#### Excerpted passage ####
Imagine the hassle of creating brand new identities for every action taken online. If privacy isn't dead, then it sure as hell is tough to maintain (and to do so would not be very practical).
I'm not sure I'll have the time to do this, but I've had some good results running Latent Semantic Analysis and Latent Dirichlet Allocation on a similar problem. In my case, I have data from people playing a negotiation game and having a conversation with a human actor. I have scores from a human judge going from 1 - 5. Using LDA on the transcriptions of the dialog I can predict the results of the human judge to a correlation of .5 There was a previous study with essay's a teacher grades that got .8 with LSA. The LSA study used a much larger training corpus outside the individuals.
For slightly more details, here's a sketch of the algorithm:
Treat each comment as a "document" input to LDA. Use the theta matrix that represents the distribution of topics over each document. Then use the inverse dot product between two document theta vectors and perform k Nearest Neighbors to predict IDs. You should be able to tune the rank and k values from all the labelled data.
When it comes time to infer I suggest running the with the whole set through LDA instead of reusing the discovered alpha and beta. For some reason (which I'm not entirely sure of), my results seem much better that way.
Simple psychology would lead me to guess that it is you Jacques. If I wanted to tell how easy it was to identify an anonymous comment, then I'd make one. I'd then publicise it, and challenge other people to crack it.
Looking at how quickly you commented after OTToken and when he commented how quickly you responded, I could see why someone would think it was you. Just like the yahoo answers "questions" that are obviously setups because they are answered 1minute after asked.
Assuming it's not you, we have another area of comparison that is being overlooked. Besides OTToken's text patterns we also have when the comments were left. So we can throw out certain people that never comment during the hours of the day that OTToken did.
Also OTToken is obviously familiar with HN and has an alternative account by his own implication. Likely he was reading/commenting on HN then decided to make the account. OTToken made multiple comments over two hours so we could also try and pick people who's comments adjoin that timeframe. Specifically people who made comments in advance of OTTokens comments, but not at the same time.
He can switch accounts to make alternative comments, but it's unlikely he was making comments from two separate accounts simultaneously.
> Besides OTToken's text patterns we also have when the comments were left. So we can throw out certain people that never comment during the hours of the day that OTToken did.
Also, if you could check my comment history (which you can't because it seems to time out on HNs server) you'd see that my comment speed is usually fairly quick in threads where I'm active.
This is merely a naive guess. He's the only other user on hacker news (according to Google) to use the term "people search engines". He also seems to have been working in the data mining business.
From a quick look at his comments, he seems to match the other heuristics seasoup mentions in that thread: meticulously correct spelling, grammar, and punctuation, use of semicolons, and use of dashes.
He also seems to comment heavily on technical issues - programming languages, database technologies, so it might make sense for him to feel heavy non-tech opinions deserve a onetimetoken. Similarly reasoned, the sentiment of "privacy is dead, there is only identity management" seems to be a realization appropriate for someone who recently started working on YC-funded companies. Seem convincing to me, but since they're all reverse-justifications, probably best to take them with a grain of salt: you might be able to draw similar conclusions combing through many other comment histories.
####
Continue the forum discussion about unmasking the anonymous account OTToken, beginning right after its final sentence.
#### Material ####
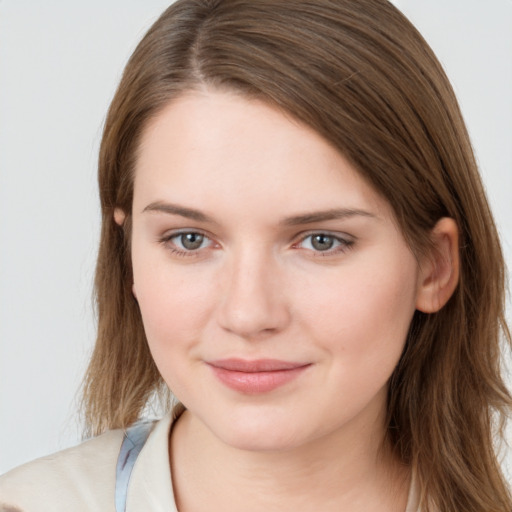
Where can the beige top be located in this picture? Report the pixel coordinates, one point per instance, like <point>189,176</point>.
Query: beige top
<point>83,478</point>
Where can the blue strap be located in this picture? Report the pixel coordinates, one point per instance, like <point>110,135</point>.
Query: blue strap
<point>134,439</point>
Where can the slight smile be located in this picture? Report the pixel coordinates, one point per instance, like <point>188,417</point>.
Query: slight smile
<point>257,376</point>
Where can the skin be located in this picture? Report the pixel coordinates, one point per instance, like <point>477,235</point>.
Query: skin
<point>257,186</point>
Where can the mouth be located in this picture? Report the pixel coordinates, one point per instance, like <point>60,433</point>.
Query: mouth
<point>256,376</point>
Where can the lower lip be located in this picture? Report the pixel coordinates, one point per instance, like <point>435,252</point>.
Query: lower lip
<point>257,382</point>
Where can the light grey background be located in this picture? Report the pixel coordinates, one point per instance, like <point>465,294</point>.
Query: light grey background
<point>60,62</point>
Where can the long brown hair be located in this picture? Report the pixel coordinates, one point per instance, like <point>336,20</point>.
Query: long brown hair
<point>362,76</point>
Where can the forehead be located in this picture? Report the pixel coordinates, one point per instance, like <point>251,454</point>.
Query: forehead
<point>209,145</point>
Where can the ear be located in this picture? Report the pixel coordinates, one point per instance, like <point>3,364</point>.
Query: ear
<point>119,216</point>
<point>439,269</point>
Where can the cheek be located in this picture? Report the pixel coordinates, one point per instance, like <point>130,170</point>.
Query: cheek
<point>363,313</point>
<point>174,302</point>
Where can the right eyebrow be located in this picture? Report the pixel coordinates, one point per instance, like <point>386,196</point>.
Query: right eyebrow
<point>175,209</point>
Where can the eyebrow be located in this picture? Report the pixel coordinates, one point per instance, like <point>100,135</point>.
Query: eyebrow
<point>182,211</point>
<point>322,216</point>
<point>307,218</point>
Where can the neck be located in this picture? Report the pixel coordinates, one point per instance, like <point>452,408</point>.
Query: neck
<point>353,469</point>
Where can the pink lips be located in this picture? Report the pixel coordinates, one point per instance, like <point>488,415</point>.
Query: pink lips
<point>258,376</point>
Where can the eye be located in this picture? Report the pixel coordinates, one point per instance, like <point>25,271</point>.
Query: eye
<point>186,242</point>
<point>189,241</point>
<point>324,242</point>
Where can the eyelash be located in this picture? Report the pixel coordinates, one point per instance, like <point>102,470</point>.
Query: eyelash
<point>341,245</point>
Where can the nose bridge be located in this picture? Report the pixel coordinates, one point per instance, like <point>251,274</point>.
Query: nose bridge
<point>253,299</point>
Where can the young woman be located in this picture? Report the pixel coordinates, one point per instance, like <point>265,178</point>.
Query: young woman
<point>296,243</point>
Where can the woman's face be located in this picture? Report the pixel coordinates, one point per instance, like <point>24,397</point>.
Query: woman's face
<point>275,287</point>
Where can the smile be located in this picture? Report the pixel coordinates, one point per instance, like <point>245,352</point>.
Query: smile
<point>258,376</point>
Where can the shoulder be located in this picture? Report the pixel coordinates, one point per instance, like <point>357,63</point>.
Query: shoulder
<point>79,478</point>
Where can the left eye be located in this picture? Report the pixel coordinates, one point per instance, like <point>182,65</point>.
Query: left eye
<point>323,242</point>
<point>190,241</point>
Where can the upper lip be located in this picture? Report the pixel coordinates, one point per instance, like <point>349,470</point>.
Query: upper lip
<point>256,365</point>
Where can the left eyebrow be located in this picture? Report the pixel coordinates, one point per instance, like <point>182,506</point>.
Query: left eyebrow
####
**Result for this exercise**
Interesting that this "human [powered] search engine" style of identification might have been faster than devising a machine heuristic.
Yeah it's almost crowd sourced. Reminds me of when the cops put a letter or riddle from a serial killer in the newspaper figuring someONE out there will recognize it, as opposed to a computer recognizing it. Or maybe that just happens in the movies.
To be incredibly picky: Meticulously correct grammar would join "privacy is dead" and "there is only identity management" with a semicolon, dash, or conjunction -- or just split it into two sentences. ;)
I am concerned with online privacy, but not to the extent as "onetimetoken" (my FB profile is globally viewable). Also my comments are usually short, and I avoid big generalizations.
Looking at the thread in question, though, I'd definitely guess jgrahamc.
It'd be really interesting if we had challenges, both social and technical, posted here on HN on a weekly basis. Some of the solutions and discussions would be pretty brilliant, I think.
Sounds good. Anyone with a challenge, email me at kyro@kyrobeshay.com with title/text of the submission. I'll post them on a weekly, or even bi-weekly, basis and credit the author.
Edit: The intention behind this was to keep it structured and organized, contest-like, and not for karmic purposes, which I take is the reason for the downvotes.
Also donating prizes would give a different metric than pure karma-per-submission to order the challenges. (Though it might be hard to order bragging rights. But we should be able to find a (corporate?) sponsor who hands out 50 dollar for the charity of choice of the winner every week. (Hey, I might even be able to get the money out of my employer, if I asked to--or I just do it myself.))
Enough parenthesis. I just go ahead and pledge 10 Pounds per week to it. Perhaps we should discuss more by email?
Karma doesn't enter in to it, what's the difference between posting a challenge yourself vs mailing someone and having them post it for you and credit you.
Seems a bit roundabout without any real advantage.
Oh, there's something to be said for having an "official" challenge of the week. It focusses attention. Though on the other hand, having the primaries out in court of HN may be the best approach to picking the most interesting challenges.
Informal is cool with me. Someone could just state their challenge, and the prize, if any (which need not be money), and if others think the challenge is interesting enough they could paypal the author their contribution to the pot, or they could publicly state that they want to up the stakes (or both).
Also posting bets and searching for someone to take the other side (or be the arbiter--in case any is needed) could be interesting. Similar to http://www.longbets.org/, but embedded into HN and not focussed on long-term bets.
My strategy was to look for unusual words and phrases and do a google site search for those phrases.
Additionally, eru's post in this thread indicate an interest in privacy and eru's activity pattern is both frequent, and recent which I would expect to be true for the poster.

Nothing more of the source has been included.